▸ **Task prompt**: Reproduce the data exactly, from the line containing "I'm certain the man's ear" through the line containing "[183,61,236,95]", with both of those lines included.
+-------+
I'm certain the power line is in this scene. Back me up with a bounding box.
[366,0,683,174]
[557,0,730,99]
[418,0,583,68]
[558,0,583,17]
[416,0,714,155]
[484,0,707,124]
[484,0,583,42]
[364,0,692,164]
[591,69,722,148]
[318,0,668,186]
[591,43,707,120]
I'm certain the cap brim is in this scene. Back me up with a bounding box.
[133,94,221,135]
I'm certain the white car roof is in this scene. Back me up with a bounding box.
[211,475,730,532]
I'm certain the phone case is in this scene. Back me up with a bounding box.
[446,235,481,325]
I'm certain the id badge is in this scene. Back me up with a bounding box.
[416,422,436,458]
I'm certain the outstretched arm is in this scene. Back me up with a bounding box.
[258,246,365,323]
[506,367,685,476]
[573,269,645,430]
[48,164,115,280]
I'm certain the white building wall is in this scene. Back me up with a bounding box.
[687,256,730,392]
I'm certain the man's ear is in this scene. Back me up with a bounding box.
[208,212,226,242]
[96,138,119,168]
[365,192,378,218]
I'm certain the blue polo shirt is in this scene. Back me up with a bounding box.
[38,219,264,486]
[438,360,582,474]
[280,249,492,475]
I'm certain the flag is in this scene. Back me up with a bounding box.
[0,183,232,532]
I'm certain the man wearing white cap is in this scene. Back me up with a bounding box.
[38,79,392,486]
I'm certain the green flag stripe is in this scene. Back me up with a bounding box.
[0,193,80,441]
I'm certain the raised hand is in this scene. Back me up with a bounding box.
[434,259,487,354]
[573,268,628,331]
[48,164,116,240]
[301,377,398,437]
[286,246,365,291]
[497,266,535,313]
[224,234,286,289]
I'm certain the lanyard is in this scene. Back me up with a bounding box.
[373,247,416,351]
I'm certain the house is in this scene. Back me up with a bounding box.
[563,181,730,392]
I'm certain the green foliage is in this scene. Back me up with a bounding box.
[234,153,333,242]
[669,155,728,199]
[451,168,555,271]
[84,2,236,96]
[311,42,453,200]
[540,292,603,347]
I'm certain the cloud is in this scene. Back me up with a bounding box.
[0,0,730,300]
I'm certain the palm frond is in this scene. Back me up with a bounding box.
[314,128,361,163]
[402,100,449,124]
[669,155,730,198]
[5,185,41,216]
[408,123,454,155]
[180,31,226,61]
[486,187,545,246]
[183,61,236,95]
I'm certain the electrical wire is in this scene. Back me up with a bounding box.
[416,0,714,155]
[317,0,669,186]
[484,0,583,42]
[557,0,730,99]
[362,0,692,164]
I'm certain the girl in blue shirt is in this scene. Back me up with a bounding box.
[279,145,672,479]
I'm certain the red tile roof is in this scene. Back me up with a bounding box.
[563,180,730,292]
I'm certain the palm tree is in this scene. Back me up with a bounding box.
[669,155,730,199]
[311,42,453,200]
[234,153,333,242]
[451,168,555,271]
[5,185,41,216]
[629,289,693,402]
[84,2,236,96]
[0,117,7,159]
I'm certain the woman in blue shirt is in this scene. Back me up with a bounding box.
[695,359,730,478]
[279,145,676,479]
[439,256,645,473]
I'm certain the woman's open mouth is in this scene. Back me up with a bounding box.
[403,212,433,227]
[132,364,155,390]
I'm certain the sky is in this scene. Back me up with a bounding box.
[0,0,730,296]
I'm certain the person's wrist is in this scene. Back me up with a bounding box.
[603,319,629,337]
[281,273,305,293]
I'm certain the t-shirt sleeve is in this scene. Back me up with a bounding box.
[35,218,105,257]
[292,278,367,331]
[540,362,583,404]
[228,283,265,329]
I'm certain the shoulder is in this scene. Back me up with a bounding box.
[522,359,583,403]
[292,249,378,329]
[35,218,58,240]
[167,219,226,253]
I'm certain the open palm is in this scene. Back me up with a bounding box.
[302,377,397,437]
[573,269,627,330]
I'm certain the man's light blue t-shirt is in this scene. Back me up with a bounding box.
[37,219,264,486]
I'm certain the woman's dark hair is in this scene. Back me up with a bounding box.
+-------+
▸ **Result of the exercise**:
I'm certain the man's ear is in this scene. Back me up with a bounding box.
[208,212,226,242]
[96,138,119,168]
[365,192,378,218]
I'm certain the blue polo shirt is in this scene. Back me up with a bounding box.
[38,219,264,486]
[438,360,582,474]
[280,249,492,475]
I'm certain the flag is in this scene. Back me up with a bounding box.
[0,183,232,532]
I'm certain the man wearing white cap is in this scene. Back me up with a bounding box.
[38,79,392,486]
I'm certain the green flag stripe is in this scene. Back me up with a bounding box.
[0,193,80,441]
I'm certain the raised hand is in this scene. Back me up with a bounding box.
[434,259,487,354]
[573,268,628,331]
[48,164,116,240]
[301,377,398,437]
[286,246,365,291]
[497,266,535,313]
[224,234,286,289]
I'm certain the lanyard is in this scene. Back me up with a bounding box.
[373,247,416,351]
I'm certain the house is in this scene. Back me up with a bounding box.
[563,181,730,392]
I'm certain the green foliage is in this scene. Back me up with a bounding box.
[234,153,333,242]
[669,155,728,199]
[451,168,555,271]
[84,2,236,96]
[311,42,453,200]
[540,292,603,347]
I'm certain the cloud is in this scene. Back me up with a bounding box.
[0,0,730,300]
I'm certain the palm frond is in this scene. Back me up with a bounding box.
[314,128,361,163]
[402,100,449,124]
[669,155,730,198]
[5,185,41,216]
[408,123,454,155]
[180,31,226,61]
[486,187,545,246]
[183,61,236,95]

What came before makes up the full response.